**EXTRACTED TEXT**

━━━━━━━━━━━━━━━━━━━━

Not appreciating or leveraging diversity, not even necessarily under-standing it. Just managing diversity in such
a way as to get from a heterogeneous work force the
same productivity, commitment, quality, and profit that
we got from the old homogeneous work force.
The correct question today is not “How are we doing
on race relations?” or “Are we promoting enough minority people and women?” but rather “Given the diverse
work force I’ve got, am I getting the productivity, does it
work as smoothly, is morale as high, as if every person in
the company was the same sex and race and nationality?” Most answers will be, “Well, no, of course not!” But
why shouldn’t the answer be, “You bet!”?

━━━━━━━━━━━━━━━━━━━━

**DATA SHOWN**
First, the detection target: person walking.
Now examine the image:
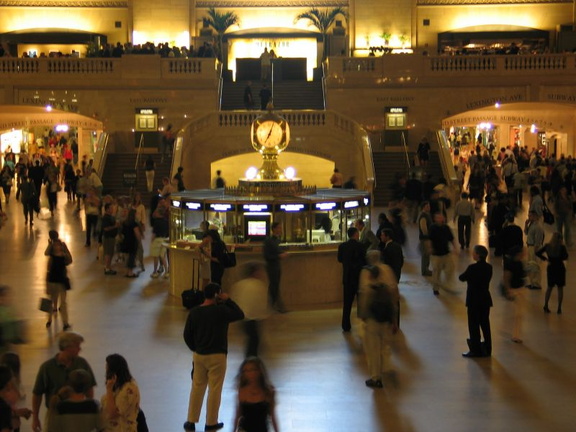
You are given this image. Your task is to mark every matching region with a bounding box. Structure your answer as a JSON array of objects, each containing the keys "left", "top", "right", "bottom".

━━━━━━━━━━━━━━━━━━━━

**THE REQUEST**
Decide whether each statement below agrees with the passage on managing diversity, answering yes or no and quoting the exact words of the passage that settle it.
1. The passage says the correct question today is how we are doing on race relations.
2. The passage expects most people to answer the question it poses with "Well, no, of course not!"
3. The passage describes managing diversity as getting the same productivity from a heterogeneous work force as from the old homogeneous one.
This task doesn't need the data.

**EXERCISE OUTPUT**
1. No: "The correct question today is not “How are we doing on race relations?”"
2. Yes: "Most answers will be, “Well, no, of course not!”"
3. Yes: "get from a heterogeneous work force the same productivity, commitment, quality, and profit that we got from the old homogeneous work force"